YOUR TASKS:
a) From the message header, list every person named in the Cc field.
b) Decide whether each statement agrees with the message header: (i) Lucas De Marchi sent the message. (ii) The message is dated Tuesday, April 16, 2024. (iii) Dafna Hirschfeld's address is at the habana.ai domain. Answer yes or no for each, and quote the deciding words.

Re: [PATCH 3/4] drm/xe: Force wedged state and block GT reset upon any GPU hang

Intel-XE Archive on lore.kernel.org
 help / color / mirror / Atom feed

From: Rodrigo Vivi <rodrigo.vivi@intel.com>
To: Lucas De Marchi <lucas.demarchi@intel.com>
Cc: <intel-xe@lists.freedesktop.org>,
	Matthew Brost <matthew.brost@intel.com>,
	 Dafna Hirschfeld <dhirschfeld@habana.ai>,
	Alan Previn <alan.previn.teres.alexis@intel.com>,
	Himanshu Somaiya <himanshu.somaiya@intel.com>
Subject: Re: [PATCH 3/4] drm/xe: Force wedged state and block GT reset upon any GPU hang
Date: Tue, 16 Apr 2024 15:08:15 -0400	[thread overview]
Message-ID: <Zh7Mn0Wr_OHCkGf6@intel.com> (raw)

DATASET ENTRIES:

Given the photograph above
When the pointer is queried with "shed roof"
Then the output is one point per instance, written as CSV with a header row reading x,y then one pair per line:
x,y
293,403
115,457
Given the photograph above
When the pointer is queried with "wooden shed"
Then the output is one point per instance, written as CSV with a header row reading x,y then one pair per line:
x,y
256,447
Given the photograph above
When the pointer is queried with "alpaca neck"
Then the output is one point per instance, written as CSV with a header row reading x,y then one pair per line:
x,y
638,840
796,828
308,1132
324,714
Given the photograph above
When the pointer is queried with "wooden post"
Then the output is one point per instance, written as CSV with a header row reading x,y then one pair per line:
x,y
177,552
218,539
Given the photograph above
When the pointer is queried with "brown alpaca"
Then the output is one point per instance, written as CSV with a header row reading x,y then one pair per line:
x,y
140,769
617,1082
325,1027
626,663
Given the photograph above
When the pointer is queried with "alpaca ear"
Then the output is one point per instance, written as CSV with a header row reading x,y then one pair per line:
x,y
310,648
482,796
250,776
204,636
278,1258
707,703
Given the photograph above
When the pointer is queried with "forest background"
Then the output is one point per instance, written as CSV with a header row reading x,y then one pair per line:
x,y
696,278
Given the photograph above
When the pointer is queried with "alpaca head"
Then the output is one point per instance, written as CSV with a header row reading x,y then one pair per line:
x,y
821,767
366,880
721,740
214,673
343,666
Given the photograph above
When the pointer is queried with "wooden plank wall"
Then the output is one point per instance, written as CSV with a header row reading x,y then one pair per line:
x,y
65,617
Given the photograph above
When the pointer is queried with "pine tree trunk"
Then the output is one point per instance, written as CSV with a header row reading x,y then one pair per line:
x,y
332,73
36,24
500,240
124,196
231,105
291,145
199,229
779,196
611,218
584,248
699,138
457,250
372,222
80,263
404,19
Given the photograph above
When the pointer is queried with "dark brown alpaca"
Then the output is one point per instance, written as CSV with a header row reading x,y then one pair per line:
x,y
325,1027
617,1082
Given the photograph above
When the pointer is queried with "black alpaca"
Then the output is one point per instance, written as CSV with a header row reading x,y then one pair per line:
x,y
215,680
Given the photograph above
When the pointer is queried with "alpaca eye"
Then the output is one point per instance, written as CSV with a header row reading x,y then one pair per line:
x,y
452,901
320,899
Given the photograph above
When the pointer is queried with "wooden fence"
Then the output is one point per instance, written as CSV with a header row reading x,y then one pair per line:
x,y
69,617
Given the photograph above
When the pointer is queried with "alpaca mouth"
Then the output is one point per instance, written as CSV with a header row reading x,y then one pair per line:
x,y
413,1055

RESULTS FOR THE EXERCISE:
a) Matthew Brost, Dafna Hirschfeld, Alan Previn, Himanshu Somaiya

b)
(i) No: "From: Rodrigo Vivi <rodrigo.vivi@intel.com>"
(ii) Yes: "Date: Tue, 16 Apr 2024 15:08:15 -0400"
(iii) Yes: "Dafna Hirschfeld <dhirschfeld@habana.ai>"